### 正文部分

该方法实际上在初始化一个Context对象并存入ThreadLocal中。初始化过程是:

  1. 根据上下文名称从contextNameNodeMap获取对应的EntranceNode对象,如果对应的EntraceNode不存在则初始化一个EntranceNode节点并存入contextNameNodeMap。
  2. 将新增的EntranceNode加入到ROOT节点的孩子节点集合。
  3. 根据上下文名称、EntranceNode节点初始化一个Context对象,给Context对象设置origin参数,最后将这个Context对象放入ThreadLocal中。

至此sentinel维护了ROOT节点和EntranceNode的关系。

DefaultNode的维护

在处理器插槽链中,第一个执行的处理器插槽就是NodeSelectorSlot对象。NodeSelectorSlot对象内部维护了一个map,key对应上下文名称,值对应DefaultNode节点。map存储了限流接口在不同上下文中调用情况。

    /**
     * {@link DefaultNode}s of the same resource in different context.
     */
    private volatile Map<String, DefaultNode> map = new HashMap<String, DefaultNode>(10);

NodeSelectorSlot的执行逻辑如下:

@Override
    public void entry(Context context, ResourceWrapper resourceWrapper, Object obj, int count, boolean prioritized, Object... args)
        throws Throwable {
        /*
         * It's interesting that we use context name rather resource name as the map key.
         *
         * Remember that same resource({@link ResourceWrapper#equals(Object)}) will share
         * the same {@link ProcessorSlotChain} globally, no matter in which context. So if
         * code goes into {@link #entry(Context, ResourceWrapper, DefaultNode, int, Object...)},
         * the resource name must be same but context name may not.
         *
         * If we use {@link com.alibaba.csp.sentinel.SphU#entry(String resource)} to
         * enter same resource in different context, using context name as map key can
         * distinguish the same resource. In this case, multiple {@link DefaultNode}s will be created
         * of the same resource name, for every distinct context (different context name) each.

### 任务要求
请从上面讲 Sentinel 节点维护的文字中摘出自“1. 根据上下文名称从con”起、一直到“接口在不同上下文中调用情况。”为止的全部内容,原样照录。

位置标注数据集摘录

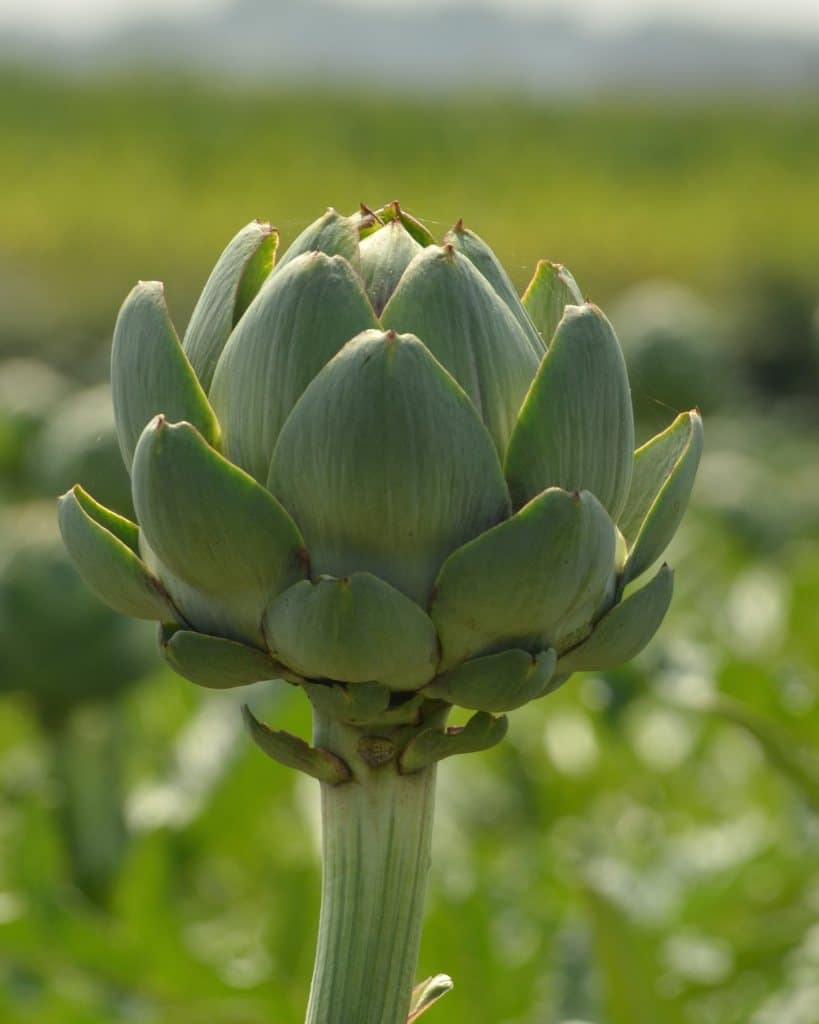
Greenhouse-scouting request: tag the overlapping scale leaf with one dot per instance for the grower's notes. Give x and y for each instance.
(354, 630)
(517, 585)
(394, 211)
(575, 428)
(103, 547)
(213, 526)
(661, 483)
(550, 291)
(235, 279)
(214, 662)
(332, 233)
(385, 465)
(385, 255)
(447, 303)
(302, 316)
(479, 254)
(497, 682)
(622, 633)
(151, 374)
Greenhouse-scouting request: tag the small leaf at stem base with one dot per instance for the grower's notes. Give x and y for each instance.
(295, 753)
(426, 992)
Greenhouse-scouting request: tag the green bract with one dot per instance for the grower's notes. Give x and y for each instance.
(372, 470)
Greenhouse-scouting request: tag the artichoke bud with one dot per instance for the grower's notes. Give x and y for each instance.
(239, 274)
(363, 471)
(413, 226)
(549, 292)
(385, 255)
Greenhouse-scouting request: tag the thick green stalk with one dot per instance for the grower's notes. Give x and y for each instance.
(376, 842)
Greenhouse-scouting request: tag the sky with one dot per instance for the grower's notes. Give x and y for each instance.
(85, 17)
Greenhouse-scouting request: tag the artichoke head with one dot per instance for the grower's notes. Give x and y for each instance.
(371, 469)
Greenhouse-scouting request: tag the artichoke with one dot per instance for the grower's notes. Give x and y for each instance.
(371, 469)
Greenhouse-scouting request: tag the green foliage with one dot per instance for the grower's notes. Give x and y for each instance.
(637, 849)
(157, 174)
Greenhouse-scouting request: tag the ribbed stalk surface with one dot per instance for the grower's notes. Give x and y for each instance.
(376, 844)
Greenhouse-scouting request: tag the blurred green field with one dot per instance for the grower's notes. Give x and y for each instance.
(644, 848)
(105, 181)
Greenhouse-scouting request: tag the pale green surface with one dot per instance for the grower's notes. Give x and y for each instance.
(575, 429)
(481, 256)
(624, 631)
(360, 467)
(619, 857)
(550, 291)
(214, 662)
(149, 373)
(214, 527)
(109, 565)
(449, 305)
(528, 581)
(355, 630)
(301, 317)
(666, 467)
(235, 279)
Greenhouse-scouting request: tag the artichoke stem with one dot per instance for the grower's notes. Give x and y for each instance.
(376, 846)
(85, 747)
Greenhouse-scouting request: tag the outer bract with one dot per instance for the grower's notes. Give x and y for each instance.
(373, 470)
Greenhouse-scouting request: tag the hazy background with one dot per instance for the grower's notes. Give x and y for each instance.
(644, 847)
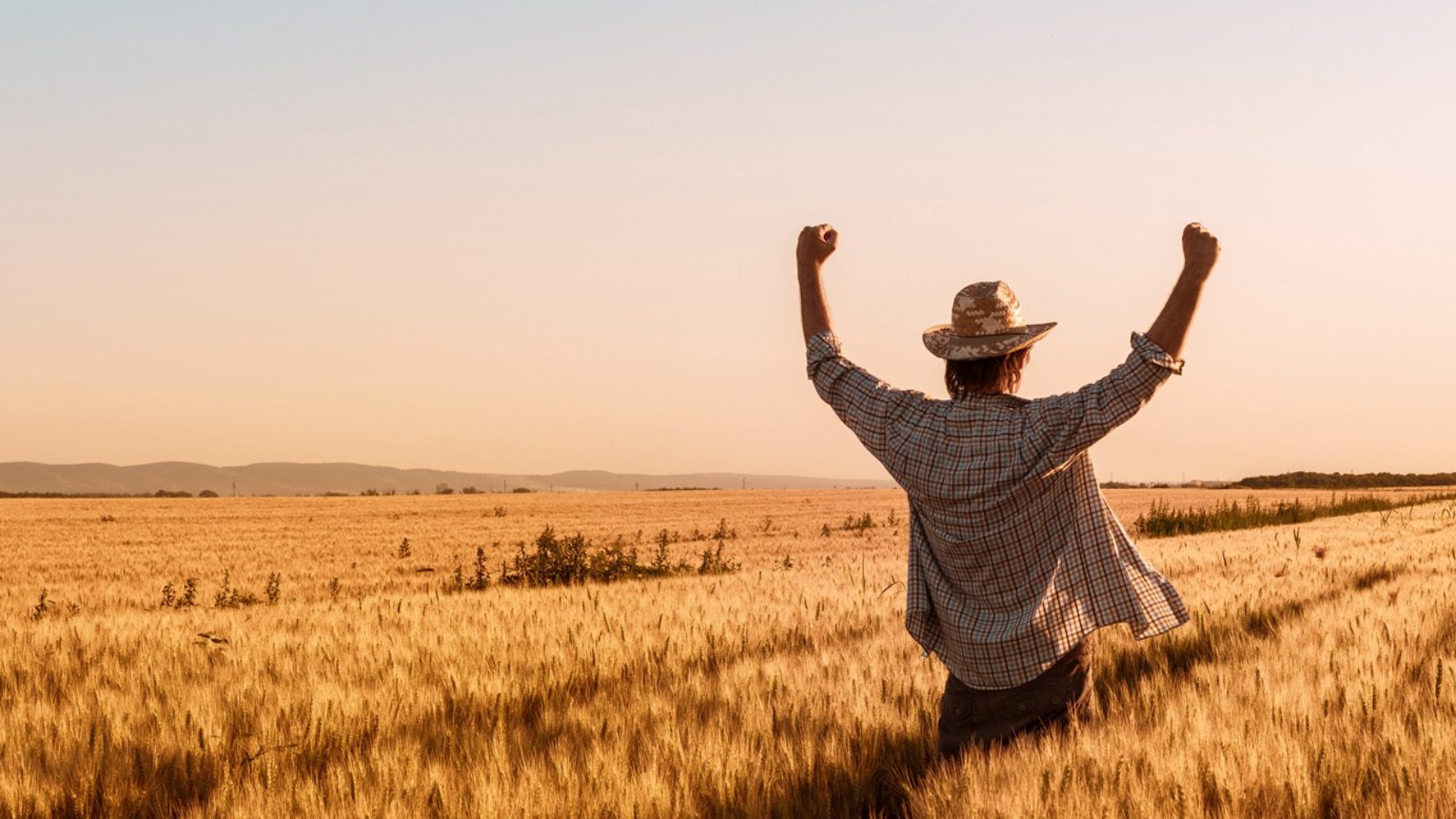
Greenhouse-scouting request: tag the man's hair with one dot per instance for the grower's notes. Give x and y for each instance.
(982, 376)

### 练习答案
1. 根据上下文名称从contextNameNodeMap获取对应的EntranceNode对象,如果对应的EntraceNode不存在则初始化一个EntranceNode节点并存入contextNameNodeMap。
  2. 将新增的EntranceNode加入到ROOT节点的孩子节点集合。
  3. 根据上下文名称、EntranceNode节点初始化一个Context对象,给Context对象设置origin参数,最后将这个Context对象放入ThreadLocal中。

至此sentinel维护了ROOT节点和EntranceNode的关系。

DefaultNode的维护

在处理器插槽链中,第一个执行的处理器插槽就是NodeSelectorSlot对象。NodeSelectorSlot对象内部维护了一个map,key对应上下文名称,值对应DefaultNode节点。map存储了限流接口在不同上下文中调用情况。